§ **Exercise requirements**: This exercise calls for an exact transcription. Set down every record below.

[Exercise inputs Boundary: Start]

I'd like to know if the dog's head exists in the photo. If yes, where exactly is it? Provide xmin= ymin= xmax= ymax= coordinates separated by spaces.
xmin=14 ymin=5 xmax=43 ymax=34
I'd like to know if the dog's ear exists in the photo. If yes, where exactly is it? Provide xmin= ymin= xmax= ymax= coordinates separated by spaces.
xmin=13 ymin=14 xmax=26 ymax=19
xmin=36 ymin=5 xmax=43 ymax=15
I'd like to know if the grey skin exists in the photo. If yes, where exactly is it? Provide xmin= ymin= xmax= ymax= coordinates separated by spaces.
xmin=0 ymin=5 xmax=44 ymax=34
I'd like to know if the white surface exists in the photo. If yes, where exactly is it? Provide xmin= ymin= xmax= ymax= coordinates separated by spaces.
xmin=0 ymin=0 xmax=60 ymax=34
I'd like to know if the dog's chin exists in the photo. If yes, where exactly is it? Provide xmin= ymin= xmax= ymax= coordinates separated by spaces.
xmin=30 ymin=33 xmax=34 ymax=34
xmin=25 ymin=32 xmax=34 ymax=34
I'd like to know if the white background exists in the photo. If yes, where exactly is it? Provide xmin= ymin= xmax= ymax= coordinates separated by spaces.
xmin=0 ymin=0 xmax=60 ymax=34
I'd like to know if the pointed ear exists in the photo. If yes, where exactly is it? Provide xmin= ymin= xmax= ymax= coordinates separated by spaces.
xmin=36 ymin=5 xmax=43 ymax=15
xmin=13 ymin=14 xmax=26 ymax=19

[Exercise inputs Boundary: End]

§ **Response area**:
I'd like to know if the dog's head exists in the photo. If yes, where exactly is it? Provide xmin= ymin= xmax= ymax= coordinates separated by spaces.
xmin=14 ymin=5 xmax=43 ymax=34
I'd like to know if the dog's ear exists in the photo. If yes, where exactly is it? Provide xmin= ymin= xmax= ymax= coordinates separated by spaces.
xmin=13 ymin=14 xmax=26 ymax=19
xmin=36 ymin=5 xmax=43 ymax=15
I'd like to know if the grey skin exists in the photo. If yes, where exactly is it? Provide xmin= ymin= xmax= ymax= coordinates separated by spaces.
xmin=0 ymin=5 xmax=44 ymax=34
I'd like to know if the white surface exists in the photo. If yes, where exactly is it? Provide xmin= ymin= xmax= ymax= coordinates separated by spaces.
xmin=0 ymin=0 xmax=60 ymax=34
I'd like to know if the dog's chin exists in the photo. If yes, where exactly is it? Provide xmin= ymin= xmax= ymax= coordinates separated by spaces.
xmin=30 ymin=33 xmax=34 ymax=34
xmin=25 ymin=32 xmax=34 ymax=34
I'd like to know if the white background exists in the photo. If yes, where exactly is it? Provide xmin= ymin= xmax= ymax= coordinates separated by spaces.
xmin=0 ymin=0 xmax=60 ymax=34
I'd like to know if the pointed ear exists in the photo. If yes, where exactly is it? Provide xmin= ymin= xmax= ymax= coordinates separated by spaces.
xmin=36 ymin=5 xmax=43 ymax=15
xmin=13 ymin=14 xmax=26 ymax=19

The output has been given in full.